Document:
I am currently reading Srednicki's Quantum field theory Book and am having some troubles with evaluating the trace of some gamma matrix expressions.

For instance in Equation 59.19 Srednicki defines $$\newcommand{\fsl}[1]{#1\kern-0.4em\raise0.22ex\hbox{/}}\langle\Phi_{tu}\rangle= \frac{1}{4}{\rm Tr} [\gamma_\nu(-\fsl{p}_1+\fsl{k}_1'+m)\gamma_\mu(-\fsl{p}_1+m)\gamma^\nu(-\fsl{p}_1+\fsl{k}_2'+m)\gamma^\mu(-\fsl{p}_2-m)]. \tag{59.19c} $$

All the $p$'s and $k$'s are slashed (If you know the syntax for this please help!)

Written exercise 1: Reproduce the question about gamma matrix traces in full, word for word.

[Excerpts from point annotation data]
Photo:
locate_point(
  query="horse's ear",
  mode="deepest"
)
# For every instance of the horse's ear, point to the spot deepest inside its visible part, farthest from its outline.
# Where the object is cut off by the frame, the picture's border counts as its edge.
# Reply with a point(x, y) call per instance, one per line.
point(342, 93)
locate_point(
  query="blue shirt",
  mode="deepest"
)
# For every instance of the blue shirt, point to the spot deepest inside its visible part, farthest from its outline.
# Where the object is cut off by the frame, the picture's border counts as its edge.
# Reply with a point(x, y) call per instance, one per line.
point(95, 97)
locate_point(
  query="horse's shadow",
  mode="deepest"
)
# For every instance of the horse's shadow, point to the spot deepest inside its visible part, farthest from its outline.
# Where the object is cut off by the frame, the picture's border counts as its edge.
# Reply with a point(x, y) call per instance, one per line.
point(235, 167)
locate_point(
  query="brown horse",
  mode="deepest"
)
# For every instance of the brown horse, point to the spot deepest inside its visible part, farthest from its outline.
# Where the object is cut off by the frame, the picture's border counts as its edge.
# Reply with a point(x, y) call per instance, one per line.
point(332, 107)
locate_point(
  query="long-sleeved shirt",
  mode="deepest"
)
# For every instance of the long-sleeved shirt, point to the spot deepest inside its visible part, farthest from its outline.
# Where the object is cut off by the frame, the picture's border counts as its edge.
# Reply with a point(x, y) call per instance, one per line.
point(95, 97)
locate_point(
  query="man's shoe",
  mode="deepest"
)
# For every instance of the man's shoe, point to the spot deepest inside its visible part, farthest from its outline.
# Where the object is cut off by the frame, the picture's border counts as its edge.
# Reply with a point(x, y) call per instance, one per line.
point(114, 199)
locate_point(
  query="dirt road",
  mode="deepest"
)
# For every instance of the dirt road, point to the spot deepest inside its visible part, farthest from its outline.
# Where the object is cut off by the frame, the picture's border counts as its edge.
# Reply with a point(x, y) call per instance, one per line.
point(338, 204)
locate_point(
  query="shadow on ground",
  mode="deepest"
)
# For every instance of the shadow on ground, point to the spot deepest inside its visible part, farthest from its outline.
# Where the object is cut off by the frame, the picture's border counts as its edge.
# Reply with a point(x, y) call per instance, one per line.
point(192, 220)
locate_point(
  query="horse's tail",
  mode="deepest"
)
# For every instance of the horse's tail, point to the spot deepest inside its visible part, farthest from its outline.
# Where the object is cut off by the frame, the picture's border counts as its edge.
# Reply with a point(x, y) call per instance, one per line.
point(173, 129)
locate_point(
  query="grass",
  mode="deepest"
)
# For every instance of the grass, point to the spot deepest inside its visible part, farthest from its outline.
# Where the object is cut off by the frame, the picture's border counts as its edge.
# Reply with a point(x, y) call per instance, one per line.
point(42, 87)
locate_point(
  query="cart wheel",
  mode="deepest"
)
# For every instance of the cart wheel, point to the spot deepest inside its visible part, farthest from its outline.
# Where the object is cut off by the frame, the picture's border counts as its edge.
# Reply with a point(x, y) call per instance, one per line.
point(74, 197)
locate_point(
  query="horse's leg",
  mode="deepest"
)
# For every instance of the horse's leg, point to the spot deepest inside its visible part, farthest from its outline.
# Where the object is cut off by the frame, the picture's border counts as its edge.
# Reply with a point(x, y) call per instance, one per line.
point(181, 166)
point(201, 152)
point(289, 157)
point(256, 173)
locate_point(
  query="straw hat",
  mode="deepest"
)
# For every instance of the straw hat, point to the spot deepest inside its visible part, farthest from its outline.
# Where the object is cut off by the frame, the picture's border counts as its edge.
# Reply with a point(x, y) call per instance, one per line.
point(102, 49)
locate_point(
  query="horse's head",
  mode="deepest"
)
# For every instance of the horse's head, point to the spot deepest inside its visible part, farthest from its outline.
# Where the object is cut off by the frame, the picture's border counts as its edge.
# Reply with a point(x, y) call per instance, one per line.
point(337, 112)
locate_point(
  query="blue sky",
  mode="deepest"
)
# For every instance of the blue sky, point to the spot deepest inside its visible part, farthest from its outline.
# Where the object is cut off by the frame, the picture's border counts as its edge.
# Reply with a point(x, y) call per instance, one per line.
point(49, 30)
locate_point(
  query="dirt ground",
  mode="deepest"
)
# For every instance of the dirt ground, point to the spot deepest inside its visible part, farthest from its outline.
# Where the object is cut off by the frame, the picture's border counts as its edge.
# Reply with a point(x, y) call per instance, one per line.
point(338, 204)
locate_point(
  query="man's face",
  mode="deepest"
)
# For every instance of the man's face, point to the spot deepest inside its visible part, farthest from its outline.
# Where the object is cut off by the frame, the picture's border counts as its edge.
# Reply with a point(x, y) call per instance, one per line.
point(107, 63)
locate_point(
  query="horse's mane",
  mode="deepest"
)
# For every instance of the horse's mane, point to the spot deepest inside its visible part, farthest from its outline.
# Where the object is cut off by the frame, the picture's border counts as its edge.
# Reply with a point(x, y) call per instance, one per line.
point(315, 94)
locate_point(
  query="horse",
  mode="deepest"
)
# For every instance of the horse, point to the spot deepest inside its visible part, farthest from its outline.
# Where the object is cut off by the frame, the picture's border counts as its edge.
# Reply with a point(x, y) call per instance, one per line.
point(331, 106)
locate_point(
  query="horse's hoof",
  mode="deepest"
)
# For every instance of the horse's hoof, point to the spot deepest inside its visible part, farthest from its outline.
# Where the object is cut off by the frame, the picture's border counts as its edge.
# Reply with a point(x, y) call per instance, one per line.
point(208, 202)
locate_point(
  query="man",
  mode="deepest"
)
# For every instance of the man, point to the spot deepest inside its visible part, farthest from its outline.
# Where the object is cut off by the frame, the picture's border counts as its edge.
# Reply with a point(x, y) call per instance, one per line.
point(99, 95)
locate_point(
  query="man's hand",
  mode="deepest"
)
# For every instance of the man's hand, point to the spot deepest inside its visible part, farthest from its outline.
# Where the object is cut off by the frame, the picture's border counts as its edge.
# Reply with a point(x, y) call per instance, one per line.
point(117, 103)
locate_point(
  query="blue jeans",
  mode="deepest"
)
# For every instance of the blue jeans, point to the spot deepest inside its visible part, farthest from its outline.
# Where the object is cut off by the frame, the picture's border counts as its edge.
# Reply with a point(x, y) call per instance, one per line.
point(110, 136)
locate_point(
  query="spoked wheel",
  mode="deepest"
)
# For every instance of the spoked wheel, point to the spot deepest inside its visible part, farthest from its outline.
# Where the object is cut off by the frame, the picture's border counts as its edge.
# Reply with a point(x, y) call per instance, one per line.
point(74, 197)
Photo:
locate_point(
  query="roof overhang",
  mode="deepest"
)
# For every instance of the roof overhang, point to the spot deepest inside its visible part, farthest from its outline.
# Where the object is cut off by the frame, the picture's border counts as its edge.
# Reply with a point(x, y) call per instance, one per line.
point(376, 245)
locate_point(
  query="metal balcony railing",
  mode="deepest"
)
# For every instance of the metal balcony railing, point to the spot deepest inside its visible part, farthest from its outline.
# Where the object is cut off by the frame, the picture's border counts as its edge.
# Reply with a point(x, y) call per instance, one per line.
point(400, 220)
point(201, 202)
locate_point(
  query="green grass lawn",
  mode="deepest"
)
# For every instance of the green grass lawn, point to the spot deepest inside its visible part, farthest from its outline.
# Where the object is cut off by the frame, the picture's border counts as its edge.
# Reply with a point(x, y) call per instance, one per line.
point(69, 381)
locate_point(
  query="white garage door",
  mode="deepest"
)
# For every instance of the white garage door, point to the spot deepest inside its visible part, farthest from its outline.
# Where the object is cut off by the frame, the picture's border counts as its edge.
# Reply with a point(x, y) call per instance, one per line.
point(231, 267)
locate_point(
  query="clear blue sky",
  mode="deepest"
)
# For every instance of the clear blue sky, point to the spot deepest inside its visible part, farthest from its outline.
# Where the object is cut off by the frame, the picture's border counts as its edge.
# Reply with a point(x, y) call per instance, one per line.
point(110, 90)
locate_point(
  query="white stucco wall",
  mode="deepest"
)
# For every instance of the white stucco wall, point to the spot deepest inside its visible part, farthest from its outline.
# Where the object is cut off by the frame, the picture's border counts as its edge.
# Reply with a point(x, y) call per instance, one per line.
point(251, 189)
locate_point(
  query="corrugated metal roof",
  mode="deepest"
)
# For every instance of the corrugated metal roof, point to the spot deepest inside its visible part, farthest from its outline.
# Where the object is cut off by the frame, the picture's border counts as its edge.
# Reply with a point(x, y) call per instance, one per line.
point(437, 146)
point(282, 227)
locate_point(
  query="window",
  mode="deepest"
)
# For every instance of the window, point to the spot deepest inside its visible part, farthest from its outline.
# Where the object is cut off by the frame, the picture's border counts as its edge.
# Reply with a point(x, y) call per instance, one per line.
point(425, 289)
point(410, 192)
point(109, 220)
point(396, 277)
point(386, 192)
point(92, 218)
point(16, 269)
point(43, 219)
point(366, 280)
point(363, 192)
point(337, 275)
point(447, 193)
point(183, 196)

Written exercise 2: Count the lines of the listing that contain the string "straw", treating uppercase and lowercase as different. Give only the number.

Task solution 1:
I am currently reading Srednicki's Quantum field theory Book and am having some troubles with evaluating the trace of some gamma matrix expressions.

For instance in Equation 59.19 Srednicki defines $$\newcommand{\fsl}[1]{#1\kern-0.4em\raise0.22ex\hbox{/}}\langle\Phi_{tu}\rangle= \frac{1}{4}{\rm Tr} [\gamma_\nu(-\fsl{p}_1+\fsl{k}_1'+m)\gamma_\mu(-\fsl{p}_1+m)\gamma^\nu(-\fsl{p}_1+\fsl{k}_2'+m)\gamma^\mu(-\fsl{p}_2-m)]. \tag{59.19c} $$

All the $p$'s and $k$'s are slashed (If you know the syntax for this please help!)

Task solution 2: 2